> [Provided entries]:
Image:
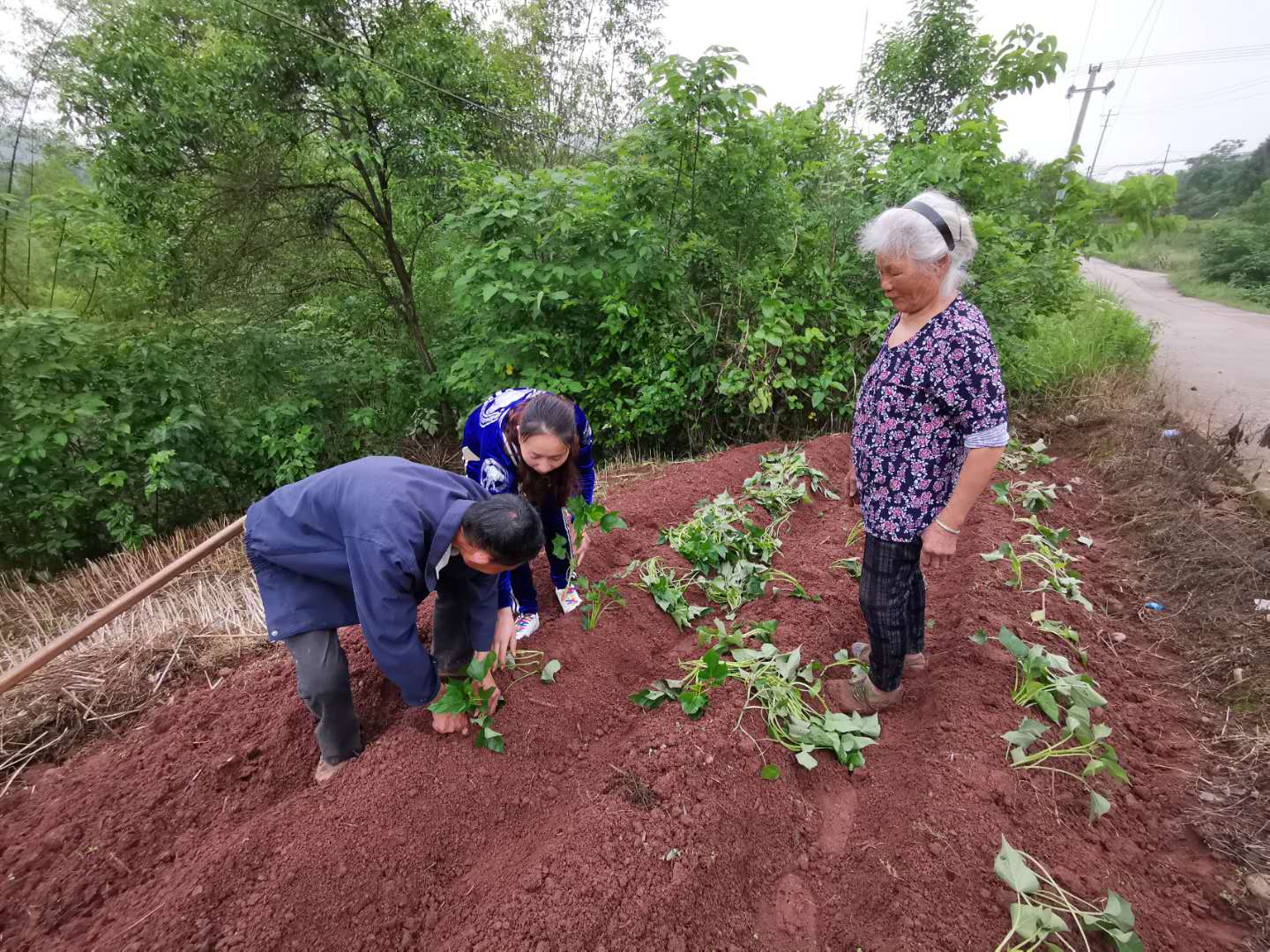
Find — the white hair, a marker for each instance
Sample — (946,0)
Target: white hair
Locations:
(903,233)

> [Problem details]: Reproduce every line of the listing above verbatim, leaving out the pictures.

> [Correct answer]:
Image:
Find — the white hair, a marker for each instance
Sample — (946,0)
Target: white hair
Locations:
(903,233)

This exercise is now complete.